▶ **PASSAGE GIVEN**:

○ ○ ○ ○ ○ ○ ○

Needless to say, “The Great Neglected” is a fairly forgettable bit of doggerel (unlike Halleck’s “Connecticut, Part 2,” a neglected masterpiece), and under other circumstances I would have let it disintegrate in the acid bath of my restless attention, which eats away at page after page and retains very little, just a word or two here or there. As it happened, however, a suitable occasion arose several years ago, which gave me a reason print the poem anew, as a present for my friend the vulcanologist.

Friendship aside, I have to admit it tickled me to be rescuing so negligible a bit of writing from oblivion. One shouldn’t confuse artists with their artworks, but it does feel at times that one is dealing with the person when dealing with the work, the more so the more awful the work may be. Great works survive their creators, who are nonetheless remembered as a consequence of their creations; bad art dies with its creator. As a consequence, in the latter case, rediscovery is a resurrection of memory in the broadest sense: the artist as well as the artwork is retrieved from limbo.

Below is a copy of the poem as published by “porci con le ali” (“pigs with wings”), an imprint I’ve often used for self-published chapbooks.

THE GREAT REJECTED :

Or How Mount Ætna Courted an Iceberg, and Got “The Mitten”

○ ○ ○ ○ ○ ○ ○

▶ **Excerpts of pointing data**:
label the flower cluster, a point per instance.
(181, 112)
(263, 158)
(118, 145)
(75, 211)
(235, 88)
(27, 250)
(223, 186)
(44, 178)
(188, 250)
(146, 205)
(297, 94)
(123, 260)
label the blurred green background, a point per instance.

○ ○ ○ ○ ○ ○ ○

▶ **GOAL OF THE EXERCISE**: Copy out the whole passage about reprinting a forgotten poem, word for word.

▶ **REPLY**:
Needless to say, “The Great Neglected” is a fairly forgettable bit of doggerel (unlike Halleck’s “Connecticut, Part 2,” a neglected masterpiece), and under other circumstances I would have let it disintegrate in the acid bath of my restless attention, which eats away at page after page and retains very little, just a word or two here or there. As it happened, however, a suitable occasion arose several years ago, which gave me a reason print the poem anew, as a present for my friend the vulcanologist.

Friendship aside, I have to admit it tickled me to be rescuing so negligible a bit of writing from oblivion. One shouldn’t confuse artists with their artworks, but it does feel at times that one is dealing with the person when dealing with the work, the more so the more awful the work may be. Great works survive their creators, who are nonetheless remembered as a consequence of their creations; bad art dies with its creator. As a consequence, in the latter case, rediscovery is a resurrection of memory in the broadest sense: the artist as well as the artwork is retrieved from limbo.

Below is a copy of the poem as published by “porci con le ali” (“pigs with wings”), an imprint I’ve often used for self-published chapbooks.

THE GREAT REJECTED :

Or How Mount Ætna Courted an Iceberg, and Got “The Mitten”